Referring expression pointing data
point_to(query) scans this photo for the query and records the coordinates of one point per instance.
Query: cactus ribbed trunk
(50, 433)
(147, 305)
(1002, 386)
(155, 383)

■ About this task
Restating every entry above word for word is the whole task.

■ Answer to this problem
point_to(query) scans this photo for the query and records the coordinates of one point per instance.
Query: cactus ribbed trunk
(50, 433)
(147, 305)
(1002, 386)
(155, 383)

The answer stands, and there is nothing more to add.